Исходный текст:
────────────────────
Не связанная трамваями Москва представлялась расползшейся и громадной. Расстояния приобрели первобытную ощутимую протяженность.
Сколько раз я проделал этот путь. Я выработал технику сокращений, пользуясь переплетениями переулков. Знал, где надо менять тротуары, под каким углом пересекать перекрестки. Выступы фасадов, впадины дворов, резьба на воротах и оградах – осязаемым пешеходным знанием города я успел тогда овладеть.
Но в тот вечер я шел наугад. Торопился, боясь опоздать.
Кафе помещалось на Настасьинском. Криво сползающий вниз переулок глубоко уходил в темноту. Фонарь дремал на стержне, воткнутом в стену. Под ним – низкая деревянная дверь, прочно закрашенная в черное. Красные растекающиеся буквы названия. И змеевидная стрелка.
Я пришел слишком рано, не зная местных обычаев. Дощатая загородка передней. Груботканый занавес – вход.
И вот – длинная низкая комната, в которой раньше помещалась прачечная. "Как неуклюжая шкатулка, тугой работы кустаря"3. Земляной пол усыпан опилками. Посреди деревянный стол. Такие же кухонные столы у стен. Столы покрыты серыми кустарными скатертями. Вместо стульев низкорослые табуретки.
Стены вымазаны черной краской. Бесцеремонная кисть Бурлюка развела на них беспощадную живопись. Распухшие женские торсы, глаза, не принадлежащие никому. Многоногие лошадиные крупы. Зеленые, желтые, красные полосы. Изгибались бессмысленные надписи, осыпаясь с потолка вокруг заделанных ставнями окон. Строчки, выломанные из стихов, превращенные в грозные лозунги: "Доите изнуренных жаб" 4, "К черту вас, комолые и утюги" 5.
Между тем в кафе было тихо. Небольшая группа в углу. Кусиков, цепкий, тонкий, горбоносый. Елена Бучинская – актриса и чтица. Еще два–три завсегдатая. Я с ними тогда не был знаком.
Я уселся за длинным столом. Комната упиралась в эстраду. Грубо сколоченные дощатые подмостки. В потолок ввинчена лампочка. Сбоку маленькое пианино. Сзади – фон оранжевой стены.
────────────────────
[Записи разметки расположения объектов на изображениях]
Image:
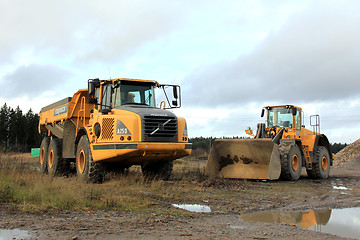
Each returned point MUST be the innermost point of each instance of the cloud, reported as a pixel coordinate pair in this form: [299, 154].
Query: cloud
[82, 31]
[314, 56]
[33, 80]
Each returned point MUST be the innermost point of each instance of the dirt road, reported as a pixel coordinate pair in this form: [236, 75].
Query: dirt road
[229, 201]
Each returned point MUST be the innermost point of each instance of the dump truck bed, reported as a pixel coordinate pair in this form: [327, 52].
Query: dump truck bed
[55, 111]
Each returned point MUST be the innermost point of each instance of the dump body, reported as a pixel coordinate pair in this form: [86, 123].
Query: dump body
[120, 130]
[280, 149]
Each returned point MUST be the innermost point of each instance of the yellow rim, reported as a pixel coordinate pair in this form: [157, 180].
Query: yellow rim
[51, 158]
[81, 161]
[324, 163]
[295, 162]
[42, 156]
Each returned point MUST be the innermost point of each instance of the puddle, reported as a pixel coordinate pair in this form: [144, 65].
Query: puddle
[342, 222]
[193, 207]
[6, 234]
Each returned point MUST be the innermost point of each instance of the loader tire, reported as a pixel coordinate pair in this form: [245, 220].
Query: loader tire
[321, 168]
[161, 170]
[86, 168]
[291, 162]
[57, 166]
[43, 157]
────────────────────
Набор заданий:
a) Выведите все строки выше, содержащие слово «Query».
b) Допишите следующую часть текста о кафе на Настасьинском, начиная сразу после его последнего предложения.

Ответы по заданиям:
a)
Query: cloud
Query: dirt road
Query: dump truck bed
Query: dump body
Query: yellow rim
Query: puddle
Query: loader tire

b)
Уже столики окружились людьми, когда резко вошел Маяковский. Перекинулся словами с кассиршей и быстро направился внутрь. Белая рубашка, серый пиджак, на затылок оттянута кепка. Короткими кивками он здоровался с присутствующими. Двигался решительно и упруго. Едва успел я окликнуть его, как он подхватил меня на руки. Донес меня до эстрады и швырнул на некрашеный пол. И тотчас объявил фамилию и что я прочитаю стихи.
Так я начал работать в кафе. В тот же вечер Бурлюк и Маяковский назначили мне постоянную плату. Шестьдесят три следующих дня ходил я сюда без прогулов.
Кафе поначалу субсидировалось московским булочником Филипповым. Этого булочника приручал Бурлюк, воспитывая из него мецената. Булочник оказался податлив. Он производил на досуге стихи. В стихах чувствовалось влияние Каменского. Булочник издал на плотнейшей бумаге внушительный сборник "Мой дар". Дар был анонимным.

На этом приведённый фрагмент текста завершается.